■ GIVEN TEXT
WDR5 represents a therapeutically exploitable target for cancer stem cells in glioblastoma

  1. Justin D. Lathia1,2,4,12,14
  1. 1Department of Cardiovascular and Metabolic Sciences, Lerner Research Institute, Cleveland Clinic, Cleveland, Ohio 44106, USA;
  2. 2Case Comprehensive Cancer Center, Cleveland, Ohio 44106, USA;
  3. 3Human Biology Division, Fred Hutchinson Cancer Center, Seattle, Washington 98109, USA;
  4. 4Cleveland Clinic Lerner College of Medicine of Case Western Reserve University, Cleveland, Ohio 44106, USA;
  5. 5Center for Therapeutics Discovery, Lerner Research Institute, Cleveland Clinic, Cleveland, Ohio 44106, USA;
  6. 6Department of Pathology, Massachusetts General Hospital, Boston, Massachusetts 02114, USA;
  7. 7Department of Cancer Biology, Dana Farber Cancer Institute, Boston, Massachusetts 02115, USA;
  8. 8Department of Pathology, Case Western Reserve University, Cleveland, Ohio 44106, USA;
  9. 9Medical Scientist Training Program, Case Western Reserve University School of Medicine, Cleveland, Ohio 44106, USA;
  10. 10University of Pittsburgh Medical Center Hillman Cancer Center, University of Pittsburgh School of Medicine, Pittsburgh, Pennsylvania 15213, USA;
  11. 11Department of Neurological Surgery, University of Washington, Seattle, Washington 98195, USA;
  12. 12Rose Ella Burkhardt Brain Tumor and Neuro-Oncology Center, Cleveland Clinic, Cleveland, Ohio 44106, USA
  1. Corresponding authors: lathiaj{at}ccf.org, christopher.hubert{at}case.edu

  1. 13 These authors contributed equally to this work.

■ WORK TASK
Can you reproduce the whole WDR5 glioblastoma paper header above, word for word?

[Excerpts from a dataset]
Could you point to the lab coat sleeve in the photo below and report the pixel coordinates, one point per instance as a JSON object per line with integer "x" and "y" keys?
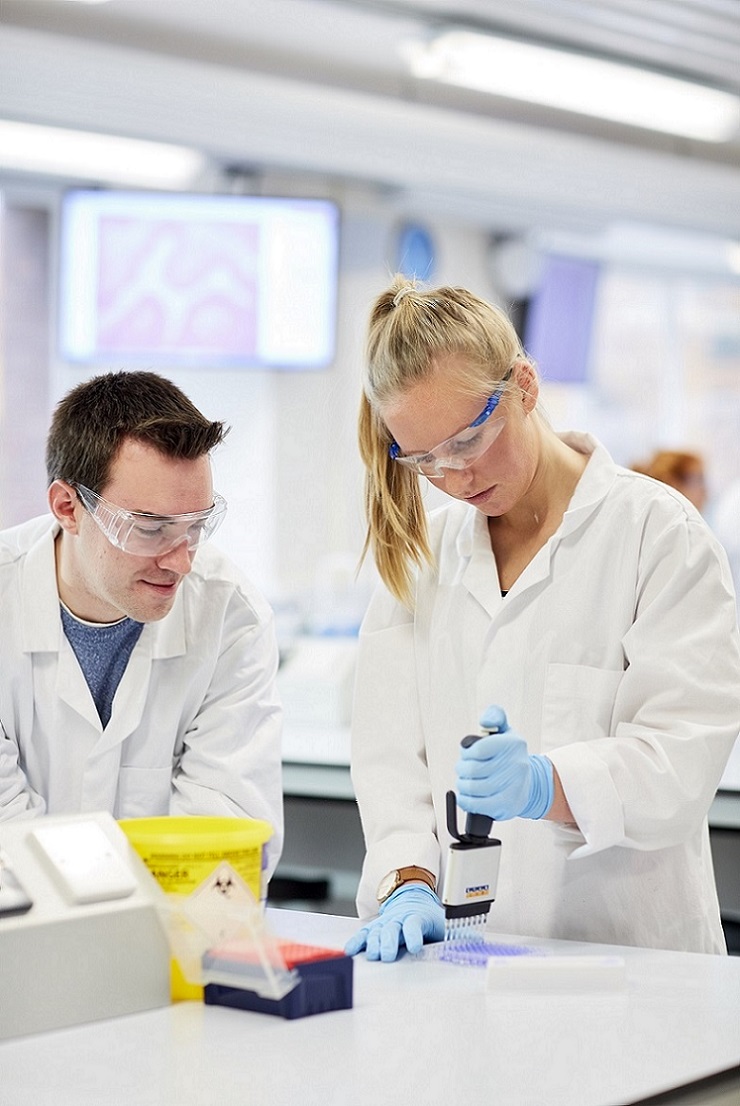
{"x": 230, "y": 763}
{"x": 17, "y": 797}
{"x": 388, "y": 759}
{"x": 649, "y": 783}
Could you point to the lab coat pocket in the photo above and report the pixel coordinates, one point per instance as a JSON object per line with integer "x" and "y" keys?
{"x": 577, "y": 703}
{"x": 143, "y": 792}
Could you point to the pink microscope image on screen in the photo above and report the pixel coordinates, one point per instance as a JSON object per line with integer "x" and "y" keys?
{"x": 188, "y": 288}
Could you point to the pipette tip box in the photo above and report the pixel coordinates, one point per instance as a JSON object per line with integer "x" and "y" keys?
{"x": 324, "y": 983}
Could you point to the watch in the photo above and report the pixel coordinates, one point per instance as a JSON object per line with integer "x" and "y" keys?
{"x": 398, "y": 876}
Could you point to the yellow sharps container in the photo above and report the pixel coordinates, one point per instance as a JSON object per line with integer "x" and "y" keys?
{"x": 187, "y": 854}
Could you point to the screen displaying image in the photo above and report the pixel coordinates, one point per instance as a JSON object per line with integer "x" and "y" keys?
{"x": 169, "y": 279}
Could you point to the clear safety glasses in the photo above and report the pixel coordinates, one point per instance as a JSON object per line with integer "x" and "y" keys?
{"x": 152, "y": 534}
{"x": 462, "y": 448}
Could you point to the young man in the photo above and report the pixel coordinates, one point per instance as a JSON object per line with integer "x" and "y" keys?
{"x": 136, "y": 664}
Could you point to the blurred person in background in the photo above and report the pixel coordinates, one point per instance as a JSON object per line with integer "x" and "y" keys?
{"x": 685, "y": 471}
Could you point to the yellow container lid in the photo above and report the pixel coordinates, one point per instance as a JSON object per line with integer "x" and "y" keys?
{"x": 175, "y": 832}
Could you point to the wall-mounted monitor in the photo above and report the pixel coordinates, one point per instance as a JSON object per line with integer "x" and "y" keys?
{"x": 162, "y": 280}
{"x": 559, "y": 317}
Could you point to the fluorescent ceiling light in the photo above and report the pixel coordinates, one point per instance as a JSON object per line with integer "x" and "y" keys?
{"x": 576, "y": 83}
{"x": 83, "y": 155}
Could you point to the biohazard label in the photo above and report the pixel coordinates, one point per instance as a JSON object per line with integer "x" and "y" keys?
{"x": 225, "y": 883}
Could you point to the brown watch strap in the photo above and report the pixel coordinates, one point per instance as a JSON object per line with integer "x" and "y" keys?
{"x": 413, "y": 874}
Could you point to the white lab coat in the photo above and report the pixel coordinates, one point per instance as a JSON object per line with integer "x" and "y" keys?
{"x": 196, "y": 723}
{"x": 616, "y": 655}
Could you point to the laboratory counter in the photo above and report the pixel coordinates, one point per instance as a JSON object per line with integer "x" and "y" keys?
{"x": 420, "y": 1031}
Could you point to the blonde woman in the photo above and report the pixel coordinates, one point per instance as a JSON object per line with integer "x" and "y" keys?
{"x": 591, "y": 604}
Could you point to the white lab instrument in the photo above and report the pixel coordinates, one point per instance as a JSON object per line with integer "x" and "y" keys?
{"x": 89, "y": 942}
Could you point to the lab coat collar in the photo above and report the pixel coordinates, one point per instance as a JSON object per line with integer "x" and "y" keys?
{"x": 40, "y": 602}
{"x": 480, "y": 575}
{"x": 594, "y": 484}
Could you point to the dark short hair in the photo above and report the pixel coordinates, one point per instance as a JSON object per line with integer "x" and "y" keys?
{"x": 92, "y": 421}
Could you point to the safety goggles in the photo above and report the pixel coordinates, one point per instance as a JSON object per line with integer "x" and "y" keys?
{"x": 461, "y": 449}
{"x": 144, "y": 534}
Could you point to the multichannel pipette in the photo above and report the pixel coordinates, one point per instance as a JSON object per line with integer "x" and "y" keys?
{"x": 472, "y": 863}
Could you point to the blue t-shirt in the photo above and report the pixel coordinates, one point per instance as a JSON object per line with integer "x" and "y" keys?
{"x": 103, "y": 651}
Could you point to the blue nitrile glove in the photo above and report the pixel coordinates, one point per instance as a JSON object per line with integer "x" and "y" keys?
{"x": 499, "y": 778}
{"x": 407, "y": 917}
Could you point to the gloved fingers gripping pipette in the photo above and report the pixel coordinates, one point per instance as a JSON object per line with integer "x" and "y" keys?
{"x": 497, "y": 778}
{"x": 472, "y": 862}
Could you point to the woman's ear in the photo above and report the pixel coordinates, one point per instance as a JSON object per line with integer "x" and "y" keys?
{"x": 63, "y": 502}
{"x": 525, "y": 377}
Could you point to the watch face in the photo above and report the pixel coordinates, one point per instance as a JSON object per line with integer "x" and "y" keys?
{"x": 387, "y": 885}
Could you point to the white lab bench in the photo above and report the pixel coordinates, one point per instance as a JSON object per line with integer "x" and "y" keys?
{"x": 421, "y": 1031}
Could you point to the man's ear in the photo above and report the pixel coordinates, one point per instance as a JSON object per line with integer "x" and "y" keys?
{"x": 528, "y": 381}
{"x": 63, "y": 503}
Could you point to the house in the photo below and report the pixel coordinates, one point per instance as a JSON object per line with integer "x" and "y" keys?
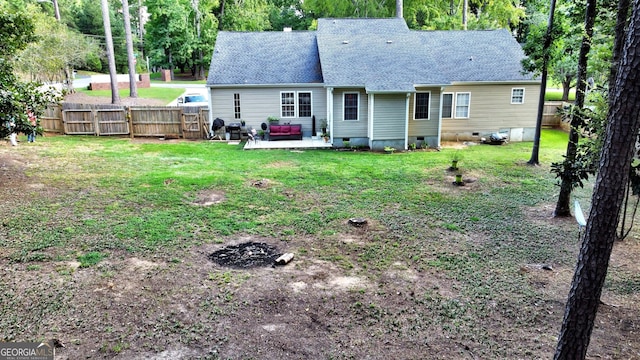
{"x": 376, "y": 82}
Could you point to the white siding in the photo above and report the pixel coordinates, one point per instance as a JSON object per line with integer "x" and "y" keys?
{"x": 389, "y": 113}
{"x": 349, "y": 128}
{"x": 256, "y": 104}
{"x": 425, "y": 127}
{"x": 491, "y": 111}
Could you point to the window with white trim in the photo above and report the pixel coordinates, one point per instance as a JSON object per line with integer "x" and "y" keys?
{"x": 447, "y": 105}
{"x": 421, "y": 105}
{"x": 304, "y": 104}
{"x": 517, "y": 96}
{"x": 463, "y": 102}
{"x": 350, "y": 104}
{"x": 287, "y": 104}
{"x": 236, "y": 106}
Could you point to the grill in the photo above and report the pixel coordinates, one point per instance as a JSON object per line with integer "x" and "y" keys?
{"x": 234, "y": 128}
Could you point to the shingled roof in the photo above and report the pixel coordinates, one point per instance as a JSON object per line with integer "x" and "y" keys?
{"x": 381, "y": 55}
{"x": 263, "y": 58}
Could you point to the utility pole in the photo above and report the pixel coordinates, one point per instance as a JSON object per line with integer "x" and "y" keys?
{"x": 133, "y": 89}
{"x": 115, "y": 95}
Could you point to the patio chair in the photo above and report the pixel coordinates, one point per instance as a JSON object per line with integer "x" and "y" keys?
{"x": 218, "y": 129}
{"x": 252, "y": 135}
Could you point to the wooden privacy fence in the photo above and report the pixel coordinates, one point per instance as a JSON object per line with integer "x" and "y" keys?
{"x": 134, "y": 121}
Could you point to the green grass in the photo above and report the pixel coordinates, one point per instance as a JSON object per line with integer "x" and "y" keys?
{"x": 554, "y": 94}
{"x": 113, "y": 198}
{"x": 165, "y": 94}
{"x": 141, "y": 193}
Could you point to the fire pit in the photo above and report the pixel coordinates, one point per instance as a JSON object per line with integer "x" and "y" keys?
{"x": 246, "y": 255}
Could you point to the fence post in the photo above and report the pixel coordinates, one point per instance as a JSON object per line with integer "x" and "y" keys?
{"x": 130, "y": 121}
{"x": 96, "y": 123}
{"x": 64, "y": 121}
{"x": 183, "y": 125}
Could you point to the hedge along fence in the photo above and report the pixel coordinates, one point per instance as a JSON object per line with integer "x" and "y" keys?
{"x": 135, "y": 121}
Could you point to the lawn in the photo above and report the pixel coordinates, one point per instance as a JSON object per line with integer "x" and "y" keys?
{"x": 105, "y": 245}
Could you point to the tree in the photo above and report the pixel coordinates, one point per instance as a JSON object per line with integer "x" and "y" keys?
{"x": 546, "y": 47}
{"x": 17, "y": 97}
{"x": 131, "y": 61}
{"x": 115, "y": 95}
{"x": 569, "y": 177}
{"x": 88, "y": 20}
{"x": 169, "y": 39}
{"x": 623, "y": 123}
{"x": 39, "y": 63}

■ ANSWER TO THIS TASK
WDR5 represents a therapeutically exploitable target for cancer stem cells in glioblastoma

  1. Justin D. Lathia1,2,4,12,14
  1. 1Department of Cardiovascular and Metabolic Sciences, Lerner Research Institute, Cleveland Clinic, Cleveland, Ohio 44106, USA;
  2. 2Case Comprehensive Cancer Center, Cleveland, Ohio 44106, USA;
  3. 3Human Biology Division, Fred Hutchinson Cancer Center, Seattle, Washington 98109, USA;
  4. 4Cleveland Clinic Lerner College of Medicine of Case Western Reserve University, Cleveland, Ohio 44106, USA;
  5. 5Center for Therapeutics Discovery, Lerner Research Institute, Cleveland Clinic, Cleveland, Ohio 44106, USA;
  6. 6Department of Pathology, Massachusetts General Hospital, Boston, Massachusetts 02114, USA;
  7. 7Department of Cancer Biology, Dana Farber Cancer Institute, Boston, Massachusetts 02115, USA;
  8. 8Department of Pathology, Case Western Reserve University, Cleveland, Ohio 44106, USA;
  9. 9Medical Scientist Training Program, Case Western Reserve University School of Medicine, Cleveland, Ohio 44106, USA;
  10. 10University of Pittsburgh Medical Center Hillman Cancer Center, University of Pittsburgh School of Medicine, Pittsburgh, Pennsylvania 15213, USA;
  11. 11Department of Neurological Surgery, University of Washington, Seattle, Washington 98195, USA;
  12. 12Rose Ella Burkhardt Brain Tumor and Neuro-Oncology Center, Cleveland Clinic, Cleveland, Ohio 44106, USA
  1. Corresponding authors: lathiaj{at}ccf.org, christopher.hubert{at}case.edu

  1. 13 These authors contributed equally to this work.